The answer is an exact repetition of every entry, with all images left out.

(Spatial localization data)
╭──

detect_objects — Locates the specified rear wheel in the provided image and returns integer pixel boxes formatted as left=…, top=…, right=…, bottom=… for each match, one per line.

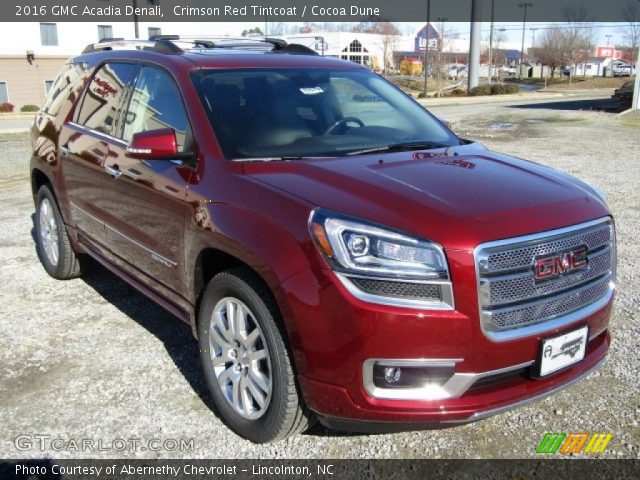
left=198, top=267, right=313, bottom=442
left=35, top=185, right=85, bottom=279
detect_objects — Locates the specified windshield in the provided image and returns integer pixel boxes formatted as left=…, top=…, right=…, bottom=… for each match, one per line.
left=191, top=68, right=459, bottom=159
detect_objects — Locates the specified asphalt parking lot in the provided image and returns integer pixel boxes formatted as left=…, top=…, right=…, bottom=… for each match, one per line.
left=0, top=94, right=638, bottom=459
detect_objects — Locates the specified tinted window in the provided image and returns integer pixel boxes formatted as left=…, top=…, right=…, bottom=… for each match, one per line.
left=76, top=63, right=137, bottom=136
left=98, top=25, right=113, bottom=41
left=43, top=63, right=83, bottom=116
left=0, top=82, right=8, bottom=104
left=40, top=23, right=58, bottom=46
left=191, top=68, right=458, bottom=159
left=123, top=66, right=189, bottom=151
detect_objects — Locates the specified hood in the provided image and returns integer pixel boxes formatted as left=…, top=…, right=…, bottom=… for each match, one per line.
left=242, top=143, right=610, bottom=250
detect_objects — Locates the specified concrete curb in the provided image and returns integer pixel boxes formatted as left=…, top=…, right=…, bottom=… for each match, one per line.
left=0, top=113, right=36, bottom=120
left=0, top=128, right=29, bottom=134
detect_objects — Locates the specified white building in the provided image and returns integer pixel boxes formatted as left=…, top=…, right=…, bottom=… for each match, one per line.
left=277, top=31, right=415, bottom=71
left=0, top=21, right=232, bottom=108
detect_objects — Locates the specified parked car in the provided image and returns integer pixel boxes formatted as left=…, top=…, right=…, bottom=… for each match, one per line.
left=31, top=36, right=615, bottom=443
left=613, top=64, right=633, bottom=77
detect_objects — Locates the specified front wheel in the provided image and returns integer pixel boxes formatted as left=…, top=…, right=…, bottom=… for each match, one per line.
left=198, top=267, right=313, bottom=443
left=34, top=185, right=85, bottom=280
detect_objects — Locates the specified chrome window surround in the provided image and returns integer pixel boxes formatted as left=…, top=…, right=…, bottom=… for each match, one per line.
left=474, top=217, right=615, bottom=342
left=363, top=358, right=533, bottom=401
left=336, top=273, right=455, bottom=310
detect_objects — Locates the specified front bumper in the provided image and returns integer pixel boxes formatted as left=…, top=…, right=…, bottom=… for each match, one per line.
left=280, top=250, right=612, bottom=426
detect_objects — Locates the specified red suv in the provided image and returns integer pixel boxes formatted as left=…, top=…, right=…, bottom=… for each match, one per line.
left=30, top=37, right=615, bottom=443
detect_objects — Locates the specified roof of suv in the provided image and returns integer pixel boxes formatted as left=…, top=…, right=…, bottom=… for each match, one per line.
left=75, top=38, right=366, bottom=71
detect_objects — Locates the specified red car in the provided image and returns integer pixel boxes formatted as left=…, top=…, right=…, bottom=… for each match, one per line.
left=30, top=37, right=615, bottom=443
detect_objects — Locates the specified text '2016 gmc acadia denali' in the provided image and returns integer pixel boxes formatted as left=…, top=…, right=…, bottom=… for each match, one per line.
left=30, top=36, right=615, bottom=443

╰──

§ **Solution for this problem**:
detect_objects — Locates the specified rear wheel in the provided image and returns integer pixel boxes formatted as left=…, top=…, right=…, bottom=… for each match, one per line.

left=198, top=267, right=313, bottom=442
left=35, top=185, right=85, bottom=279
detect_objects — Locates the specified windshield in the provided image and returns integer pixel boxes formatted as left=…, top=…, right=…, bottom=… for each match, one per line.
left=191, top=68, right=459, bottom=159
detect_objects — Locates the specified asphalt parking lot in the provided image and returns integer pixel boxes formatted as left=…, top=…, right=…, bottom=… for each match, one per line.
left=0, top=94, right=638, bottom=459
detect_objects — Locates the specified tinted window in the provided image and returns integer pixel boxes formatted as left=…, top=…, right=…, bottom=… for each match, one per line.
left=76, top=63, right=137, bottom=136
left=98, top=25, right=113, bottom=41
left=43, top=63, right=83, bottom=116
left=0, top=82, right=8, bottom=104
left=40, top=23, right=58, bottom=46
left=191, top=68, right=458, bottom=159
left=123, top=66, right=189, bottom=151
detect_objects — Locates the specified hood in the provided image and returns integer pixel boxes formatted as left=…, top=…, right=…, bottom=… for each match, one per line.
left=242, top=143, right=610, bottom=250
detect_objects — Locates the specified concrete curb in the provided image and returns integer pixel boxes formatted as left=…, top=…, right=…, bottom=… for each match, one per line.
left=0, top=113, right=36, bottom=120
left=0, top=128, right=29, bottom=134
detect_objects — Locates the specified white building in the provided image and returns integer pixel boxes formatted as left=…, top=…, right=…, bottom=… for each match, one per line.
left=277, top=31, right=415, bottom=71
left=0, top=21, right=232, bottom=108
detect_objects — Locates the specified parked car in the provided image and returns integer pixel boxes formatted as left=…, top=…, right=…, bottom=… for each match, one per line.
left=31, top=36, right=615, bottom=443
left=613, top=64, right=633, bottom=77
detect_objects — Locates the specified front wheel in the provided image and returns integer pixel boxes formatted as left=…, top=…, right=…, bottom=… for each match, one per line.
left=198, top=267, right=313, bottom=443
left=34, top=185, right=85, bottom=280
detect_objects — Locates the specified chrome window surround in the provided image and returns integer pixel boxes formatted as left=…, top=…, right=…, bottom=… for each match, one per line.
left=474, top=217, right=615, bottom=342
left=363, top=358, right=533, bottom=401
left=336, top=273, right=455, bottom=310
detect_objects — Locates the specified front bumper in the provided image and returns integer pixel boxes formatted as left=…, top=…, right=…, bottom=… for each match, one per line.
left=280, top=250, right=612, bottom=426
detect_objects — Locates the specified red suv in the provided image and returns integer pixel boxes formatted as left=…, top=…, right=…, bottom=… for each match, one per line.
left=30, top=37, right=615, bottom=443
detect_objects — Locates the specified roof of suv in the provided image and returns integer pixel boxes formatted as left=…, top=…, right=…, bottom=… for each match, one per line.
left=75, top=38, right=366, bottom=71
detect_objects — Locates the specified red car in the provided image and returns integer pixel boxes formatted as left=…, top=…, right=…, bottom=… for each match, one per line.
left=30, top=37, right=615, bottom=443
detect_objects — Locates the specified text '2016 gmc acadia denali' in the provided image and returns integer pixel boxes formatted as left=…, top=…, right=…, bottom=… for each match, one per line.
left=30, top=36, right=615, bottom=443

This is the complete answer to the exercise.